• [THE REQUEST]: Rewrite the material below with every "straight edges" changed to "linear edges". Leave everything else as it is.
— begin ROWS —
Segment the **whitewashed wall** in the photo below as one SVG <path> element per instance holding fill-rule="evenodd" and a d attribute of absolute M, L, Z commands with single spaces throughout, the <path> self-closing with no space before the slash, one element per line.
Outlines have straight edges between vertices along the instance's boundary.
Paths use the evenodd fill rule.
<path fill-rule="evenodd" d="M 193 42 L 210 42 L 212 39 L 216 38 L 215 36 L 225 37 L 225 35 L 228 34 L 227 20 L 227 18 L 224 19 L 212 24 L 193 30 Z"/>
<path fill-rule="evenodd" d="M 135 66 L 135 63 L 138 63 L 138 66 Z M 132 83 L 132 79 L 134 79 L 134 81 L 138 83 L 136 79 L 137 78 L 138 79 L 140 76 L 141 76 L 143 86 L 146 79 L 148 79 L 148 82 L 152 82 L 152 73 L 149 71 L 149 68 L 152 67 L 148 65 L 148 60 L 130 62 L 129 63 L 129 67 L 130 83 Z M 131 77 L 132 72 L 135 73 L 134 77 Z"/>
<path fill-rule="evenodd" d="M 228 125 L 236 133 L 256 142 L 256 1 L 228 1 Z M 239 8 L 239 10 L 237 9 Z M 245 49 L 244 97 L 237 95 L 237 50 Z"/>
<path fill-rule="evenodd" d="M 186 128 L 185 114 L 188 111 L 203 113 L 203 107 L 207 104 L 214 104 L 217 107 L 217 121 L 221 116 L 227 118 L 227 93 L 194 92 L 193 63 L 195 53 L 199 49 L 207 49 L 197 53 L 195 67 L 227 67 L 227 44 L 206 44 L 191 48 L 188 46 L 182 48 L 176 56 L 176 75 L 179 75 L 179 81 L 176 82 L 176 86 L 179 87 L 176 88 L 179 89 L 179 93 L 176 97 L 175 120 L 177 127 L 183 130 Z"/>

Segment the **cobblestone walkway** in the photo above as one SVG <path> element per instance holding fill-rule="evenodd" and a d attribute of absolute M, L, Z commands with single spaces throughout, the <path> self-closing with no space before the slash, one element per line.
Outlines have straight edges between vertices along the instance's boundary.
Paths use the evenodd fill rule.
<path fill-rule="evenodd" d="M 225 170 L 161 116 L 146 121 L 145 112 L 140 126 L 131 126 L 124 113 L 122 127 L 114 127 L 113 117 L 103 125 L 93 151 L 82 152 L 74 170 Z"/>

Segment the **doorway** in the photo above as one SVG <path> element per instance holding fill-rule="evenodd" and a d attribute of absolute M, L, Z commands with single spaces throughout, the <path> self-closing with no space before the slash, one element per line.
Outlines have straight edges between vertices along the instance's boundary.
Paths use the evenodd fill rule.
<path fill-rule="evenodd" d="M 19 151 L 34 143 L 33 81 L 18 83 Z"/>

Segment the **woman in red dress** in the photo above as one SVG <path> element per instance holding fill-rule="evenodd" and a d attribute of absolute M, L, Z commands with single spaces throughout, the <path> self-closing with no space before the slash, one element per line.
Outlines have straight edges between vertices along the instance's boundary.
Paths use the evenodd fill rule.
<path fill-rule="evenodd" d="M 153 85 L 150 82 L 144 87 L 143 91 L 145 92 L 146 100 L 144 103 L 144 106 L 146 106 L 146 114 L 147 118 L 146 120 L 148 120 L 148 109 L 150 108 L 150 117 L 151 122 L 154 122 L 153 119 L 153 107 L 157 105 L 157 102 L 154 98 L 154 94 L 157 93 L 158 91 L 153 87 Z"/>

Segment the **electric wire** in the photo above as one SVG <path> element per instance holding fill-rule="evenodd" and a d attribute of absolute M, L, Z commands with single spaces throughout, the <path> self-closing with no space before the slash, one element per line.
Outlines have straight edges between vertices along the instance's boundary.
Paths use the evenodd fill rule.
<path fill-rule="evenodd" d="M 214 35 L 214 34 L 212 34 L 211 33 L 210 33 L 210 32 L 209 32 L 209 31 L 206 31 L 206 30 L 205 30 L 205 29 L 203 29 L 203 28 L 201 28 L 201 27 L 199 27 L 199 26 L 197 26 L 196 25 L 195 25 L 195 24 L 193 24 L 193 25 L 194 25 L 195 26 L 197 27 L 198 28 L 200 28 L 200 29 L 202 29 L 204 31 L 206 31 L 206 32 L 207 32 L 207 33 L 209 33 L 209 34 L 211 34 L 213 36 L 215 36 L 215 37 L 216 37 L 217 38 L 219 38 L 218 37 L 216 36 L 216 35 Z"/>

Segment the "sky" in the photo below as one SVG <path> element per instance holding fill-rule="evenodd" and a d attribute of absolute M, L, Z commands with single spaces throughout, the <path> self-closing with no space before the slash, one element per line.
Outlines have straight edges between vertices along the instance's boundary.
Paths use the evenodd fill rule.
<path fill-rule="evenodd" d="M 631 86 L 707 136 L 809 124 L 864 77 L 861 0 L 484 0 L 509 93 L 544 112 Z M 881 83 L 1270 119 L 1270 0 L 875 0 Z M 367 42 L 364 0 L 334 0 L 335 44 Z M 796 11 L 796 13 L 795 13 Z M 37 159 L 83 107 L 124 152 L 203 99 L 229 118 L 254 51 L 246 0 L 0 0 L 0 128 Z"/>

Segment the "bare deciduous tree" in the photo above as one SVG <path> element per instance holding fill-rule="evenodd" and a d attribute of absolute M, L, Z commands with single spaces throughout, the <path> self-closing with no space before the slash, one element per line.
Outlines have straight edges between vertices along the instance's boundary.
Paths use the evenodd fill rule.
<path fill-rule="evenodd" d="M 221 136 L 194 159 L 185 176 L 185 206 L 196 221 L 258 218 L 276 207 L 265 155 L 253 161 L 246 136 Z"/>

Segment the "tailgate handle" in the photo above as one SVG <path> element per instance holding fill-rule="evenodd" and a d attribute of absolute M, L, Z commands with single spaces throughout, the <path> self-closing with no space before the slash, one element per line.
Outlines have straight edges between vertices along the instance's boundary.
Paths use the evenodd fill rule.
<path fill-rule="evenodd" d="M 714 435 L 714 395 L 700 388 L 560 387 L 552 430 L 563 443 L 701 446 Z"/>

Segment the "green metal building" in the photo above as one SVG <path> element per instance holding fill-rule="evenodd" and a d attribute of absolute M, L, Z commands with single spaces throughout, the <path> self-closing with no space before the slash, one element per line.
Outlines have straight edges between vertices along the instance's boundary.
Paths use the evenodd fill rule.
— end ROWS —
• [THE OUTPUT]:
Segment the **whitewashed wall** in the photo below as one SVG <path> element per instance holding fill-rule="evenodd" and a d attribute of absolute M, L, Z commands with single spaces throughout, the <path> self-closing with no space before the slash, one element per line.
Outlines have linear edges between vertices along the instance's boundary.
Paths use the evenodd fill rule.
<path fill-rule="evenodd" d="M 193 42 L 210 42 L 212 39 L 216 38 L 215 36 L 225 37 L 225 35 L 228 34 L 227 20 L 227 18 L 224 19 L 212 24 L 193 30 Z"/>
<path fill-rule="evenodd" d="M 135 66 L 135 63 L 138 63 L 138 66 Z M 132 83 L 132 79 L 134 79 L 134 81 L 138 83 L 136 79 L 137 78 L 138 79 L 140 76 L 141 76 L 143 86 L 146 79 L 148 79 L 148 82 L 152 82 L 152 73 L 149 71 L 149 68 L 152 67 L 148 65 L 148 60 L 130 62 L 129 63 L 129 67 L 130 83 Z M 131 77 L 132 72 L 135 73 L 134 77 Z"/>
<path fill-rule="evenodd" d="M 228 125 L 236 133 L 256 142 L 256 1 L 228 1 Z M 239 8 L 239 10 L 237 9 Z M 245 49 L 244 97 L 237 95 L 237 50 Z"/>
<path fill-rule="evenodd" d="M 186 128 L 185 114 L 188 111 L 203 113 L 203 107 L 207 104 L 214 104 L 217 107 L 217 121 L 221 116 L 227 118 L 227 93 L 194 92 L 193 63 L 195 53 L 199 49 L 207 49 L 197 53 L 195 67 L 227 67 L 227 44 L 206 44 L 191 48 L 188 46 L 182 48 L 176 56 L 176 75 L 179 75 L 179 81 L 176 82 L 176 86 L 179 87 L 176 88 L 179 89 L 179 93 L 176 97 L 175 120 L 177 127 L 183 130 Z"/>

Segment the **cobblestone walkway** in the photo above as one SVG <path> element per instance holding fill-rule="evenodd" and a d attribute of absolute M, L, Z commands with single spaces throughout, the <path> self-closing with no space before the slash, one element per line.
Outlines have linear edges between vertices along the instance's boundary.
Paths use the evenodd fill rule.
<path fill-rule="evenodd" d="M 225 170 L 161 116 L 146 121 L 145 112 L 140 126 L 131 126 L 124 113 L 122 127 L 114 127 L 113 117 L 103 125 L 93 151 L 82 152 L 74 170 Z"/>

Segment the **doorway** in the photo above as one SVG <path> element per instance holding fill-rule="evenodd" and a d attribute of absolute M, L, Z commands with single spaces throughout, the <path> self-closing with no space before the slash, one element per line.
Outlines have linear edges between vertices along the instance's boundary.
Paths use the evenodd fill rule.
<path fill-rule="evenodd" d="M 19 151 L 34 143 L 33 81 L 18 83 Z"/>

Segment the **woman in red dress** in the photo above as one SVG <path> element per instance holding fill-rule="evenodd" and a d attribute of absolute M, L, Z commands with single spaces throughout, the <path> self-closing with no space before the slash, one element per line.
Outlines have linear edges between vertices along the instance's boundary.
Paths use the evenodd fill rule.
<path fill-rule="evenodd" d="M 153 85 L 150 82 L 144 87 L 143 91 L 145 92 L 146 100 L 144 103 L 144 106 L 146 106 L 146 114 L 147 118 L 146 120 L 148 120 L 148 109 L 150 108 L 150 117 L 151 122 L 154 122 L 153 119 L 153 107 L 157 105 L 157 102 L 154 98 L 154 94 L 157 93 L 158 91 L 153 87 Z"/>

Segment the **electric wire** in the photo above as one SVG <path> element per instance holding fill-rule="evenodd" and a d attribute of absolute M, L, Z commands with single spaces throughout, the <path> self-closing with no space before the slash, one element per line.
Outlines have linear edges between vertices along the instance's boundary.
Paths use the evenodd fill rule.
<path fill-rule="evenodd" d="M 214 35 L 214 34 L 212 34 L 211 33 L 210 33 L 210 32 L 209 32 L 209 31 L 206 31 L 206 30 L 205 30 L 205 29 L 203 29 L 203 28 L 201 28 L 201 27 L 199 27 L 199 26 L 197 26 L 196 25 L 195 25 L 195 24 L 193 24 L 193 25 L 194 25 L 195 26 L 197 27 L 198 28 L 200 28 L 200 29 L 202 29 L 204 31 L 206 31 L 206 32 L 207 32 L 207 33 L 209 33 L 209 34 L 211 34 L 213 36 L 215 36 L 215 37 L 216 37 L 217 38 L 219 38 L 218 37 L 216 36 L 216 35 Z"/>

Segment the "sky" in the photo below as one SVG <path> element per instance holding fill-rule="evenodd" and a d attribute of absolute M, L, Z commands with single spaces throughout, the <path> self-closing with no space before the slash, one element per line.
Outlines have linear edges between vertices along the instance's boundary.
Paths use the evenodd fill rule.
<path fill-rule="evenodd" d="M 631 86 L 707 136 L 809 124 L 864 77 L 861 0 L 484 0 L 509 93 L 544 112 Z M 881 83 L 1270 119 L 1270 0 L 875 0 Z M 367 42 L 364 0 L 334 0 L 335 44 Z M 796 11 L 796 13 L 795 13 Z M 37 159 L 83 107 L 124 152 L 203 99 L 229 118 L 254 51 L 246 0 L 0 0 L 0 128 Z"/>

Segment the "bare deciduous tree" in the photo above as one SVG <path> element per instance holding fill-rule="evenodd" and a d attribute of absolute M, L, Z commands with single spaces throughout, the <path> self-closing with no space before the slash, one element per line.
Outlines have linear edges between vertices along the instance's boundary.
Paths use the evenodd fill rule.
<path fill-rule="evenodd" d="M 221 136 L 194 159 L 185 176 L 185 206 L 196 221 L 258 218 L 276 207 L 265 155 L 253 161 L 246 136 Z"/>

Segment the "tailgate handle" in the photo above as one SVG <path> element per instance holding fill-rule="evenodd" and a d attribute of absolute M, L, Z commands with single spaces throughout, the <path> self-closing with no space before the slash, one element per line.
Outlines have linear edges between vertices along the instance's boundary.
Paths use the evenodd fill rule.
<path fill-rule="evenodd" d="M 714 435 L 714 395 L 700 388 L 560 387 L 552 430 L 563 443 L 701 446 Z"/>

Segment the "green metal building" in the photo above as one SVG <path> element per instance holding fill-rule="evenodd" and a d attribute of absolute M, L, Z commands with single spaces throughout, the <path> self-closing with no space before the slash, one element per line.
Outlines have linear edges between vertices along the instance's boundary.
Paths use the evenodd fill rule.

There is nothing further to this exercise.